ABD’de 900 civarında General ve Amiral var.. Bizde 313 tane. Hani şu 312 General davası olmasa, onu da öğrenemeyecektik... Amerika’nın nüfusu Türkiye’nin nüfusunun dört katı.. Ekonomisi desen kabili kıyas değil. Buna rağmen tasarruf için paşa sayısını azaltıyor.. ABD’nin 16 ülkede hava, 10 ülkede deniz, 7 ülkede deniz piyade üssü, 9 ülkede askerî tesisi var.. Ayrıca bunların dışında, kendi ülkesi dışında 10’a yakın ülkede askerî komplekse sahip.. Kendi içinde ise 51 ülkeden oluşuyor.. Şimdi sıkı durum Federation of American Scientists adlı bir araştırma kurulunun raporuna göre Türkiye, dünyada en fazla askere sahip 10 ülke arasında bulunuyor ve tabii gelirine göre en fazla askerî harcama yapan ülkelerin başında. Çin’in asker sayısı 2.4 milyon (Nüfus 1.5 milyar), ABD 1.49 milyon, Hindistan 1.3 milyon (Nüfus 1.2 milyar), Kuzey Kore 1 milyon, Türkiye’nin asker sayısı ise 789.000. ABD, Afganistan’da ve Irak’ta binlerce asker bulunduruyor. Açık denizlerde donanmaları dolaşıyor, buna rağmen bütün bu işleri 900 küsur generalle görüyor.. Kesinlikle bu konuda karşılaştırmalı bir istatistiki bilgiye ihtiyaç var. TSK’nın yeniden yapılandırılması konusu Meclis’te özel gündemle tartışılması gerek.. Tek sorun antidemokratik uygulamalar, çeteleşme değil yani.. Görünen o ki; yeniden yapılanmaya gidilirse, görev tanımlamaları yeniden yapılacak olursa, Türkiye için 200 generalin çok bile olduğu görülecektir.. Bugünkü General sayısı % 50 oranında azaltılabilir.. Birçok görev albay seviyesine kaydırılabilir.. Şimdi zaten AB ülkelerinde de general sayısı azaltılmaya başladı. İngiltere bu konuda başı çekiyor. Hem asker, hem subay, hem de rütbesiz idari personel sayısını azaltıyor. İktisadi açıdan tasarrufa giderken, bürokrasiyi azaltmayı hedefliyor.. Yani kısaca Militarist obeziteden kurtulmaya çalışıyor. Bir kısmı şimdi içeride olan bizimkiler ise herkesi silah altına alarak onları rejim standartlarına indirgemek için Militarist eğitimden geçirme hesapları yapıyordu..

Verilen kayıtlar

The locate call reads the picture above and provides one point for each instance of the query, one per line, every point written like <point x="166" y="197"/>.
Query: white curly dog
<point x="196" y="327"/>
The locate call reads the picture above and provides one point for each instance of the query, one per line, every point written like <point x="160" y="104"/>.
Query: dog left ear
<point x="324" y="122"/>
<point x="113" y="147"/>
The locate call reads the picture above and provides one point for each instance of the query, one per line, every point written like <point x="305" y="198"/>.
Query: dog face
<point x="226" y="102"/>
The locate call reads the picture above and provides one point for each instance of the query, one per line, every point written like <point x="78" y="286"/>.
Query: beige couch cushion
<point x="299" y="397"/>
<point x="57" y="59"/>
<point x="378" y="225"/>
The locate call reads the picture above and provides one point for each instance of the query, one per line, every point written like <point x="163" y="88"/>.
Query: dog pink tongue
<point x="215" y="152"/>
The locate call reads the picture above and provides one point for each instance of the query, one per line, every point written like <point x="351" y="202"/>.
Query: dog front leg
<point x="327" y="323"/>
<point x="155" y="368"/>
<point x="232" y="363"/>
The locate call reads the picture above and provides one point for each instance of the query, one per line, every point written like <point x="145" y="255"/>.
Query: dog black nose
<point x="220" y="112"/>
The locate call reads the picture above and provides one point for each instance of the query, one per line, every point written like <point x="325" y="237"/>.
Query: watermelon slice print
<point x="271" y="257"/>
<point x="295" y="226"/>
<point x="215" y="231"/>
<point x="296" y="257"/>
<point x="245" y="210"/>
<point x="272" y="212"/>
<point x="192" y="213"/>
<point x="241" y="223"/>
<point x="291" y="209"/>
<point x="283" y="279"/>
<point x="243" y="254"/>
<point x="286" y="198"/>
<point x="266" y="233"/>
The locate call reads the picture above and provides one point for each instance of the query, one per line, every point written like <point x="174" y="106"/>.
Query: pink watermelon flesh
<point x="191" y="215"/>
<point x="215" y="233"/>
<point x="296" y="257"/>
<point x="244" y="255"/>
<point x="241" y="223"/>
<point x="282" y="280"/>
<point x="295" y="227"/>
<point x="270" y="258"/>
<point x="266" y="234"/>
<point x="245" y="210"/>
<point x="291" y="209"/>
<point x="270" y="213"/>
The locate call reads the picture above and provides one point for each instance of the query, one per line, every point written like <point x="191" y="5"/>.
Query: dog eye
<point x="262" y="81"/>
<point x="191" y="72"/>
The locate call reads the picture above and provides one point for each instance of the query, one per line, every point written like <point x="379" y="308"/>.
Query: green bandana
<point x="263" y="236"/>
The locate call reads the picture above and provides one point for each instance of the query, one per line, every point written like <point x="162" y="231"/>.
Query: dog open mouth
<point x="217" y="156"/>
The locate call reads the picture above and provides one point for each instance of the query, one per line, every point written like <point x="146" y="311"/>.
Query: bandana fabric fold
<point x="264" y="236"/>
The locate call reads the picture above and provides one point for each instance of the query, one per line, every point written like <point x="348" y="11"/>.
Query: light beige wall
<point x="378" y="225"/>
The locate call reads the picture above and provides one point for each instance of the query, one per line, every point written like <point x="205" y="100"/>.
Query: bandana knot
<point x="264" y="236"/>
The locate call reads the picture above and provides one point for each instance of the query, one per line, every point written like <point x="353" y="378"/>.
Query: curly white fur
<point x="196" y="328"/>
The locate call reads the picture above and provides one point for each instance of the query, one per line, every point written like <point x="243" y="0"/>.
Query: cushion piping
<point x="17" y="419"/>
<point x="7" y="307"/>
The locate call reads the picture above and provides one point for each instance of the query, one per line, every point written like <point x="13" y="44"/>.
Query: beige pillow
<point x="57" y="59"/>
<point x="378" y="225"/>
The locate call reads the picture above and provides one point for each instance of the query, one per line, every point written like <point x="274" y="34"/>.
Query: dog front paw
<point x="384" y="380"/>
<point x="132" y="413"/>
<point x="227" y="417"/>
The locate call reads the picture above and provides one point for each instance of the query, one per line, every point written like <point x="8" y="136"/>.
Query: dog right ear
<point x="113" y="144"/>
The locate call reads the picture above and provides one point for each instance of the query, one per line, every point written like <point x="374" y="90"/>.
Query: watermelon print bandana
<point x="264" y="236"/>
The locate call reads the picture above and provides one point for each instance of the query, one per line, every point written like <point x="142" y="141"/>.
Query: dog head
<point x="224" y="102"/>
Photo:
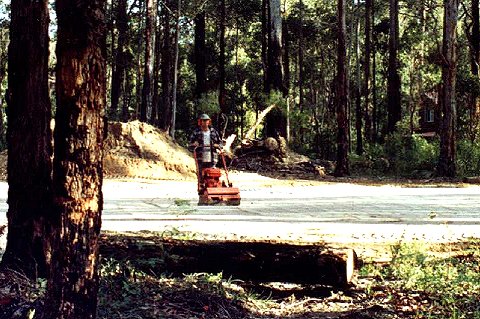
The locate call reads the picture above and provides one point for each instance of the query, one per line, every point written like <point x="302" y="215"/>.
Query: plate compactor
<point x="214" y="188"/>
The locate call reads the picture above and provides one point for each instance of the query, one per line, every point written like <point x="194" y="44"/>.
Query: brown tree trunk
<point x="357" y="91"/>
<point x="146" y="106"/>
<point x="166" y="73"/>
<point x="118" y="73"/>
<point x="199" y="55"/>
<point x="156" y="76"/>
<point x="275" y="121"/>
<point x="77" y="166"/>
<point x="29" y="138"/>
<point x="475" y="60"/>
<point x="393" y="90"/>
<point x="446" y="165"/>
<point x="341" y="168"/>
<point x="221" y="68"/>
<point x="366" y="90"/>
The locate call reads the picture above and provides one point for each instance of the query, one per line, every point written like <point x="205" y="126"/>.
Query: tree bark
<point x="146" y="106"/>
<point x="77" y="166"/>
<point x="475" y="61"/>
<point x="221" y="64"/>
<point x="446" y="166"/>
<point x="357" y="91"/>
<point x="166" y="73"/>
<point x="368" y="49"/>
<point x="118" y="72"/>
<point x="393" y="90"/>
<point x="341" y="168"/>
<point x="275" y="121"/>
<point x="29" y="138"/>
<point x="199" y="53"/>
<point x="175" y="70"/>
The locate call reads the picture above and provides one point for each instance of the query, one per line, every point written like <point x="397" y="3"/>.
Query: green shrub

Görev A
Metne göre şu ifadelerin her birinin doğru olup olmadığını evet ya da hayır ile belirtin ve kararı veren sözleri metinden aynen alıntılayın: (i) ABD'de yaklaşık 900 general ve amiral bulunuyor. (ii) Türkiye'nin asker sayısı 1 milyondur. (iii) General sayısını azaltmada İngiltere öne çıkıyor.
Görev B
Metnin "ABD’de 900 civarında General" sözleriyle başlayan paragrafını, ana bilgilerini koruyarak kısa maddeler hâlinde yeniden yazın.
Liste, metinle ilgili değildir.

Sonuç A
(i) Evet: "ABD’de 900 civarında General ve Amiral var"
(ii) Hayır: "Türkiye’nin asker sayısı ise 789.000"
(iii) Evet: "İngiltere bu konuda başı çekiyor"

Sonuç B
- ABD'de yaklaşık 900 general ve amiral, Türkiye'de 313 general var.
- ABD'nin nüfusu Türkiye'ninkinin dört katı, ekonomisi kıyaslanamaz; yine de tasarruf için paşa sayısını azaltıyor.
- ABD'nin 16 ülkede hava, 10 ülkede deniz, 7 ülkede deniz piyade üssü, 9 ülkede askerî tesisi ve 10'a yakın ülkede askerî kompleksi var.
- Federation of American Scientists raporuna göre Türkiye, en fazla askere sahip 10 ülke arasında ve gelirine göre en fazla askerî harcama yapan ülkelerin başında.
- Asker sayıları: Çin 2.4 milyon, ABD 1.49 milyon, Hindistan 1.3 milyon, Kuzey Kore 1 milyon, Türkiye 789.000.
- ABD, Afganistan ve Irak'taki binlerce askeri ve açık denizlerdeki donanmalarıyla bu işleri 900 küsur generalle görüyor.
- Karşılaştırmalı istatistiki bilgiye ihtiyaç var; TSK'nın yeniden yapılandırılması Meclis'te özel gündemle tartışılmalı.
- Yeniden yapılanmada Türkiye için 200 generalin bile çok olduğu görülecek; general sayısı %50 azaltılabilir, birçok görev albay seviyesine kaydırılabilir.
- AB ülkelerinde de general sayısı azaltılıyor. Başı çeken İngiltere, asker, subay ve rütbesiz idari personeli azaltarak hem tasarruf hem de bürokrasiyi azaltmayı hedefliyor.
- Bir kısmı şimdi içeride olanlar ise herkesi silah altına alıp militarist eğitimden geçirme hesapları yapıyordu.